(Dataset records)
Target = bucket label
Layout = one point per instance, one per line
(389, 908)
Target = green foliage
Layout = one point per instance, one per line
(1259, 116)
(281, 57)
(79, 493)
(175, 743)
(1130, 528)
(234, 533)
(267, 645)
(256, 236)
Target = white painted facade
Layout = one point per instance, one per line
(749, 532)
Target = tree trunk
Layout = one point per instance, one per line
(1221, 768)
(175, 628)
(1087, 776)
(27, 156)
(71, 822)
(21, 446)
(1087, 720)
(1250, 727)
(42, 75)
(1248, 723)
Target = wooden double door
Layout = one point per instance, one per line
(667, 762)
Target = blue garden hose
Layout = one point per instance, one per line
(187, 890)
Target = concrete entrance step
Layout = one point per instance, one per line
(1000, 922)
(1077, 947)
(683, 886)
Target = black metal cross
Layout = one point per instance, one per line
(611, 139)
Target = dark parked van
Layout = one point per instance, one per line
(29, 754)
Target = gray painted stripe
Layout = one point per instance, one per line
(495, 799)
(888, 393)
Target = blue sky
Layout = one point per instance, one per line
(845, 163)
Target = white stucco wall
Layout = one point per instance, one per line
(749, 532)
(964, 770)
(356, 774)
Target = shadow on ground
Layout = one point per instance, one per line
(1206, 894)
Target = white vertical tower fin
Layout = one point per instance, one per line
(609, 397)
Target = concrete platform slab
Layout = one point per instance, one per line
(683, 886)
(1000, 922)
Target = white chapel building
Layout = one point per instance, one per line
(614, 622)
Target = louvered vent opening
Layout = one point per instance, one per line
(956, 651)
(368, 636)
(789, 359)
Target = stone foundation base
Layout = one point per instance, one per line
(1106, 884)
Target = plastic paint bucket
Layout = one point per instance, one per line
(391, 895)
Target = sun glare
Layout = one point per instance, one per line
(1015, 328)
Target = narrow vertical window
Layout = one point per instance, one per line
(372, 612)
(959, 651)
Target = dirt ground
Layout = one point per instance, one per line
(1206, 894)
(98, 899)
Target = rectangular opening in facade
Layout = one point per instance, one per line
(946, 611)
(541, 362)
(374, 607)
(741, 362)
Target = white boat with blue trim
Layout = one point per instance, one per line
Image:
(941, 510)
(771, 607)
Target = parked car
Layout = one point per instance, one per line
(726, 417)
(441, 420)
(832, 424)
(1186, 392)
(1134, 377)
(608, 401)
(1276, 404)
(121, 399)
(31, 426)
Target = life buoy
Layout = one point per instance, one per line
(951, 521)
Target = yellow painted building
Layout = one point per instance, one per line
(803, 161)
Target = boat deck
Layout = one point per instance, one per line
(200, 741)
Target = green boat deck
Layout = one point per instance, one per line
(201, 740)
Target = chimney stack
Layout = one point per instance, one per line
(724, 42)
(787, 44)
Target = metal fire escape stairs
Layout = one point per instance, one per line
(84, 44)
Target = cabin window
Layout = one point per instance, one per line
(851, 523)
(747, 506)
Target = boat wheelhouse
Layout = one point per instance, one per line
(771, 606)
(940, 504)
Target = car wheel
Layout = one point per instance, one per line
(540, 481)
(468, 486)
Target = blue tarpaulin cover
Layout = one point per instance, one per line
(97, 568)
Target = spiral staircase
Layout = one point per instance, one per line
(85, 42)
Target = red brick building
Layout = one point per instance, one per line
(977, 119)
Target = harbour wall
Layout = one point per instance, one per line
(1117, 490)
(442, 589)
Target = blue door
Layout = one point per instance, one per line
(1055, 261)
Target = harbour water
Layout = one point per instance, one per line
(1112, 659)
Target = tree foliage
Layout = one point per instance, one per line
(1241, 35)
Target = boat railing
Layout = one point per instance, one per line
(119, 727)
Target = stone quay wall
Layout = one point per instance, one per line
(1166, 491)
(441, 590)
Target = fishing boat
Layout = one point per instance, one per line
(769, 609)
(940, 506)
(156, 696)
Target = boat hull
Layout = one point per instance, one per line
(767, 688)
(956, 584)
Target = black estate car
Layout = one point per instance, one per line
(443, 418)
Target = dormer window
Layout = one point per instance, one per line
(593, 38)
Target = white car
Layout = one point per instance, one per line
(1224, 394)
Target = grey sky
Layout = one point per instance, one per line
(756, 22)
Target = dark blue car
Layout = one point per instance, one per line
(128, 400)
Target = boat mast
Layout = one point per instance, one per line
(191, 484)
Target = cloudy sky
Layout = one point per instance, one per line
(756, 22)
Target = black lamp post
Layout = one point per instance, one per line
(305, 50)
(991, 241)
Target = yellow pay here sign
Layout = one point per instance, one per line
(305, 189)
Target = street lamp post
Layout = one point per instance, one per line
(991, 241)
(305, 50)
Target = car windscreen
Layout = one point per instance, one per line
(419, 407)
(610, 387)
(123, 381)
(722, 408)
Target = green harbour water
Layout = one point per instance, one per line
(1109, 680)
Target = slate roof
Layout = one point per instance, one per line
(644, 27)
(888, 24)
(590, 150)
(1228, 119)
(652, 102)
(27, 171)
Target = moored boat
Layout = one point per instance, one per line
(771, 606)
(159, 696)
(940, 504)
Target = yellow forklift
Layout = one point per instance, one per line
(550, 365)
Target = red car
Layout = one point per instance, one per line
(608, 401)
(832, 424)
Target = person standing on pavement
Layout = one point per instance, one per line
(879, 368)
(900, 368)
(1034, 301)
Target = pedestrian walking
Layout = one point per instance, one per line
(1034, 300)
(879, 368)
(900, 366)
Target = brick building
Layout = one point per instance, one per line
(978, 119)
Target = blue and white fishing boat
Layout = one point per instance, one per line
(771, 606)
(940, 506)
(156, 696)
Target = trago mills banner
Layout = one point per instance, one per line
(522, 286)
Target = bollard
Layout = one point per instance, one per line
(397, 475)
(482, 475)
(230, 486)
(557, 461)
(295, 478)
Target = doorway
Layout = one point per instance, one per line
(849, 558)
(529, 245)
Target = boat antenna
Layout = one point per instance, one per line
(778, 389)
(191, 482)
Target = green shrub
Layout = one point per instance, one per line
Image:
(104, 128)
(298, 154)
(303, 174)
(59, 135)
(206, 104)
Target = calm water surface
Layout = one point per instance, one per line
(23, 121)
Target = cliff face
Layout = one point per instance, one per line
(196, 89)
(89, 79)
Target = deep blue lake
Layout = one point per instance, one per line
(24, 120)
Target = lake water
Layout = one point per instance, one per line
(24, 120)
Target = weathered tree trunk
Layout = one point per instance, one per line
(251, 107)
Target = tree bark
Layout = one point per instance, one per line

Exercise requirements >> The full set of records should be duplicated exactly.

The solution >>
Target = bucket label
Layout = one point per instance, one per line
(389, 908)
Target = green foliage
Layout = one point per instance, one per line
(1259, 116)
(281, 57)
(79, 493)
(175, 743)
(1130, 528)
(234, 533)
(267, 645)
(256, 236)
Target = white painted facade
Layout = one point per instance, one per line
(749, 532)
Target = tree trunk
Layout = one point per instance, one per line
(1221, 768)
(175, 628)
(1087, 776)
(27, 156)
(71, 822)
(21, 446)
(1087, 720)
(1250, 727)
(42, 75)
(1248, 723)
Target = wooden double door
Layout = one point per instance, one per line
(667, 762)
Target = blue garden hose
Layout = one point per instance, one per line
(187, 890)
Target = concrete entrance step
Layout = one point per instance, one per line
(1000, 922)
(1077, 947)
(683, 886)
Target = black metal cross
Layout = one point per instance, one per line
(611, 139)
Target = dark parked van
Layout = one point per instance, one per line
(29, 754)
Target = gray painted stripe
Layout = one point per instance, one per line
(495, 799)
(888, 393)
Target = blue sky
Layout = one point per instance, one per line
(845, 163)
Target = white stucco wall
Layout = one point per instance, one per line
(749, 532)
(964, 770)
(356, 774)
Target = shadow on ground
Layout = one point per instance, one per line
(1206, 894)
Target = white vertical tower fin
Layout = one point per instance, one per line
(609, 397)
Target = concrete platform slab
Layout = one point per instance, one per line
(683, 886)
(1000, 922)
Target = white chapel building
Layout = one point per instance, one per line
(614, 622)
Target = louvered vent opening
Layout = one point per instance, one per line
(956, 651)
(368, 636)
(789, 359)
Target = stone foundation base
Layout = one point per instance, one per line
(1106, 884)
Target = plastic paint bucket
Layout = one point per instance, one per line
(391, 895)
Target = sun glare
Layout = one point per instance, one per line
(1015, 328)
Target = narrow vertical window
Layout = one point per instance, one per line
(372, 612)
(959, 651)
Target = dirt ground
Layout = one point per instance, one per line
(1206, 894)
(98, 899)
Target = rectangular opening in facade
Layout = one point per instance, one per line
(946, 611)
(541, 362)
(374, 607)
(741, 362)
Target = white boat with blue trim
Layout = one point per instance, one per line
Image:
(941, 510)
(771, 607)
Target = parked car
Layout = one point per instance, one per line
(726, 417)
(441, 420)
(832, 424)
(1186, 392)
(1134, 377)
(608, 401)
(1276, 404)
(121, 399)
(31, 426)
Target = life buoy
Layout = one point per instance, one per line
(951, 521)
Target = yellow painted building
Layout = one point per instance, one per line
(803, 161)
Target = boat deck
Layout = one point per instance, one per line
(200, 741)
Target = green boat deck
Layout = one point per instance, one per line
(201, 740)
Target = chimney stack
Layout = one point per instance, one per line
(724, 42)
(787, 44)
Target = metal fire escape stairs
Layout = one point per instance, one per line
(84, 44)
Target = cabin window
Layout = one point per instance, one per line
(851, 523)
(747, 506)
Target = boat wheelhouse
Layout = one point per instance, one per line
(771, 606)
(940, 504)
Target = car wheel
Layout = one point per instance, one per line
(540, 481)
(468, 486)
Target = blue tarpaulin cover
Layout = one point per instance, one per line
(97, 568)
Target = spiral staircase
Layout = one point per instance, one per line
(85, 42)
Target = red brick building
Layout = one point per instance, one per line
(977, 119)
Target = harbour wall
Layout = one point per instance, one per line
(1117, 490)
(442, 589)
Target = blue door
Layout = one point per instance, one per line
(1055, 261)
Target = harbour water
Layout = one point per instance, one per line
(1112, 659)
Target = tree foliage
Layout = one point per instance, one per line
(1241, 35)
Target = boat railing
Layout = one point per instance, one per line
(119, 727)
Target = stone quay wall
Layout = one point per instance, one per line
(1166, 491)
(441, 590)
Target = fishing boat
Layout = one point per instance, one per line
(769, 609)
(940, 506)
(156, 696)
Target = boat hull
Layout = one point per instance, one per line
(767, 688)
(956, 584)
Target = black estate car
Layout = one point per instance, one per line
(443, 418)
Target = dormer window
Layout = one point per instance, one per line
(593, 38)
Target = white car
Layout = one point per instance, one per line
(1224, 394)
Target = grey sky
Layout = one point per instance, one per line
(756, 22)
Target = dark blue car
Layout = one point per instance, one per line
(128, 400)
Target = boat mast
Layout = one point per instance, one per line
(191, 484)
Target = cloudy sky
Layout = one point per instance, one per line
(756, 22)
Target = black lamp post
Layout = one point per instance, one per line
(305, 50)
(991, 241)
Target = yellow pay here sign
Layout = one point per instance, one per line
(305, 189)
Target = street lamp post
Layout = one point per instance, one per line
(991, 241)
(305, 50)
Target = car windscreen
Layout = one point per instance, one per line
(419, 407)
(610, 387)
(123, 381)
(722, 408)
Target = green harbour water
Layout = one point per instance, one per line
(1109, 680)
Target = slate roof
Layout = one point per instance, one per line
(644, 27)
(888, 24)
(590, 150)
(1228, 119)
(652, 102)
(27, 171)
Target = moored boat
Layout = one point per instance, one per line
(771, 606)
(159, 696)
(940, 504)
Target = yellow forklift
Layout = one point per instance, one per line
(550, 365)
Target = red car
Layout = one point per instance, one per line
(608, 401)
(832, 424)
Target = person standing on pavement
Layout = one point per instance, one per line
(879, 368)
(900, 368)
(1034, 301)
Target = pedestrian walking
Layout = one point per instance, one per line
(1034, 300)
(879, 368)
(900, 366)
Target = brick building
Layout = one point per instance, one per line
(978, 119)
Target = blue and white fishing boat
Layout = one point per instance, one per line
(771, 606)
(940, 506)
(156, 696)
Target = trago mills banner
Layout = one point per instance, one per line
(522, 286)
Target = bollard
Layout = one point per instance, one per line
(397, 475)
(482, 475)
(230, 486)
(557, 461)
(295, 478)
Target = doorway
Layout = one point per instance, one per line
(849, 558)
(529, 245)
Target = boat antenna
Layout = one point per instance, one per line
(778, 389)
(191, 482)
Target = green shrub
Layout = one point per instance, one per line
Image:
(104, 128)
(298, 154)
(303, 174)
(59, 135)
(206, 104)
Target = calm water surface
Layout = one point per instance, one per line
(23, 121)
Target = cliff face
Layout = one point per instance, one per line
(196, 89)
(89, 79)
Target = deep blue lake
Layout = one point per instance, one per line
(24, 120)
Target = lake water
Layout = one point per instance, one per line
(24, 120)
Target = weathered tree trunk
Layout = one point per instance, one per line
(251, 107)
Target = tree bark
Layout = one point per instance, one per line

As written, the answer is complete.